+++ Document excerpt
Re: Use generation context to speed up tuplesorts

From: Ronan Dunklau <ronan(dot)dunklau(at)aiven(dot)io>
To: Julien Rouhaud <rjuju123(at)gmail(dot)com>, David Rowley <dgrowleyml(at)gmail(dot)com>, pgsql-hackers(at)lists(dot)postgresql(dot)org
Cc: Tomas Vondra <tomas(dot)vondra(at)enterprisedb(dot)com>, PostgreSQL Developers <pgsql-hackers(at)lists(dot)postgresql(dot)org>, Andres Freund <andres(at)anarazel(dot)de>, Tomas Vondra <tv(at)fuzzy(dot)cz>, Ronan Dunklau <ronan(dot)dunklau(at)aiven(dot)io>
Subject: Re: Use generation context to speed up tuplesorts
Date: 2022-01-25 12:34:23
Message-ID: 3470027.R56niFO833@aivenronan
Lists: pgsql-hackers

Le jeudi 20 janvier 2022, 08:36:46 CET Ronan Dunklau a écrit :
> Le jeudi 20 janvier 2022, 02:31:15 CET David Rowley a écrit :
> > On Tue, 18 Jan 2022 at 19:45, Julien Rouhaud <rjuju123(at)gmail(dot)com> wrote:
> > > I'm also a bit confused about which patch(es) should actually be
> > > reviewed
> > > in that thread. My understanding is that the original patch might not
> > > be
> > > relevant anymore but I might be wrong. The CF entry should probably be
> > > updated to clarify that, with an annotation/ title change / author
> > > update
> > > or something.
> > >
> > > In the meantime I will switch the entry to Waiting on Author.
> >
> > I think what's going on here is a bit confusing. There's quite a few
> > patches on here that aim to do very different things.
> >
> > The patch I originally proposed was just to make tuplesort use
> > generation memory contexts. This helps speed up tuplesort because
> > generation contexts allow palloc() to be faster than the standard
> > allocator. Additionally, there's no power-of-2 wastage with generation
> > contexts like there is with the standard allocator. This helps fit
> > more tuples on fewer CPU cache lines.
> >
> > I believe Andres then mentioned that the fixed block size for
> > generation contexts might become a problem. With the standard
> > allocator the actual size of the underlying malloc() grows up until a
> > maximum size. With generation contexts this is always the same, so we
> > could end up with a very large number of blocks which means lots of
> > small mallocs which could end up slow. Tomas then posted a series of
> > patches to address this.
++++++
[Stated task] In the header of the mailing-list post, list each distinct person named in the To and Cc lines. The records that follow are not needed.
+++ Provided material
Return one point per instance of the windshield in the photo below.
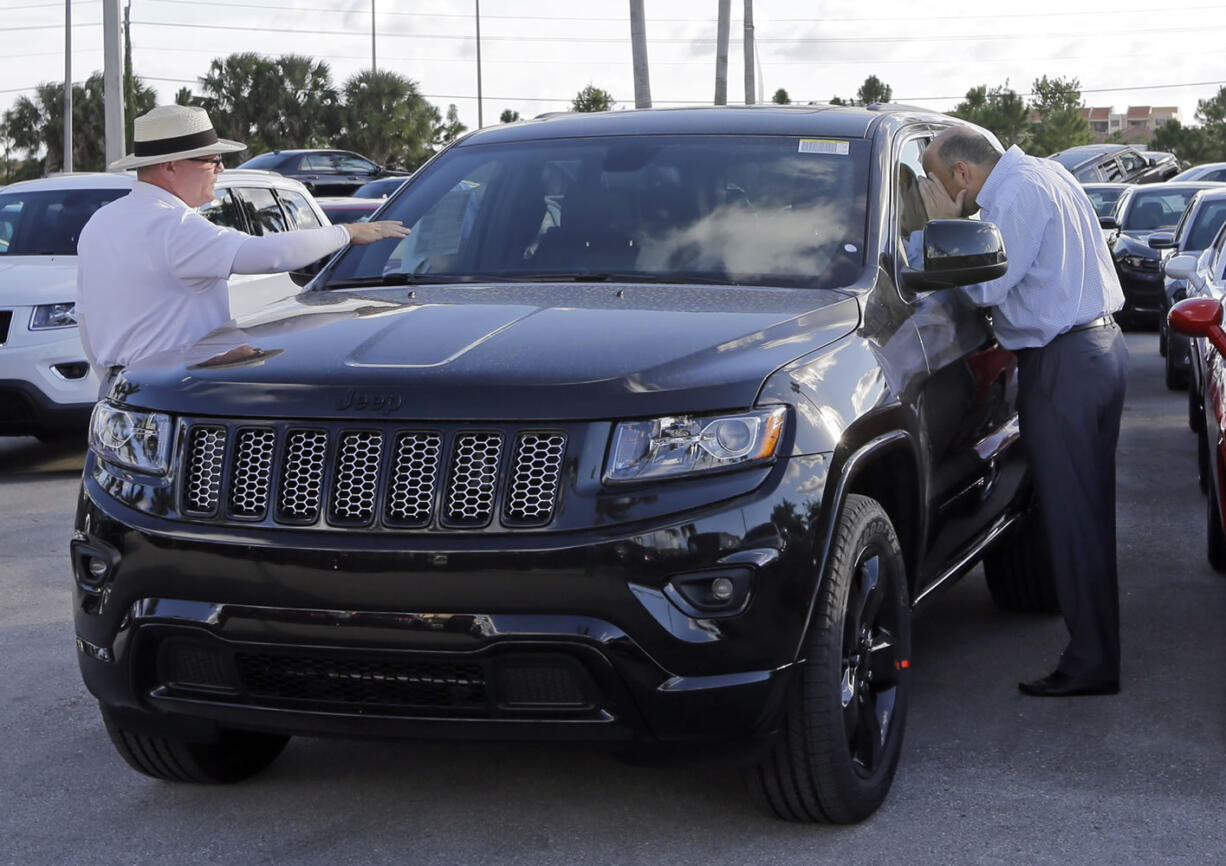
(48, 222)
(753, 210)
(1104, 200)
(1154, 210)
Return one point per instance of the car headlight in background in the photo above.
(136, 440)
(679, 445)
(53, 315)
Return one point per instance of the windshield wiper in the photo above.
(402, 280)
(673, 279)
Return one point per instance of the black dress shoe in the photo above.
(1061, 685)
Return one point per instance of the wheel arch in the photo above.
(887, 469)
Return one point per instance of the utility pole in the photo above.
(479, 120)
(639, 52)
(68, 87)
(721, 54)
(749, 52)
(112, 81)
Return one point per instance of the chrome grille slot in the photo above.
(381, 476)
(202, 475)
(536, 474)
(251, 477)
(356, 486)
(302, 476)
(473, 481)
(413, 477)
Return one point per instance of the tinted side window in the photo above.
(262, 210)
(1110, 169)
(347, 162)
(296, 205)
(224, 211)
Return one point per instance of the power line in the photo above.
(807, 41)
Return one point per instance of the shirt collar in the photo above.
(996, 177)
(155, 191)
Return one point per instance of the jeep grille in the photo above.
(383, 476)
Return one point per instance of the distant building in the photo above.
(1137, 125)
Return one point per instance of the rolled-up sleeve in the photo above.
(1021, 222)
(288, 250)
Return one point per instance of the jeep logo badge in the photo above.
(386, 404)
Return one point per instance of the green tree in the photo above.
(1193, 144)
(271, 103)
(385, 118)
(873, 91)
(592, 99)
(36, 125)
(999, 109)
(1062, 120)
(448, 130)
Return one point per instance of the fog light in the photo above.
(710, 594)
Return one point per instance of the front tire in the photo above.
(841, 737)
(233, 757)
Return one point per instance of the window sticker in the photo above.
(824, 146)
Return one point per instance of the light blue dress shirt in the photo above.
(1061, 272)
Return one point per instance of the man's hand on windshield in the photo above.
(368, 232)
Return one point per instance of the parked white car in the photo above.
(45, 385)
(1209, 171)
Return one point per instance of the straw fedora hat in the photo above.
(171, 133)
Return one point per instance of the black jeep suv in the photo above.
(646, 433)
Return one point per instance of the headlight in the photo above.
++++++
[Result for this task] Julien Rouhaud, David Rowley, Tomas Vondra, Andres Freund, Ronan Dunklau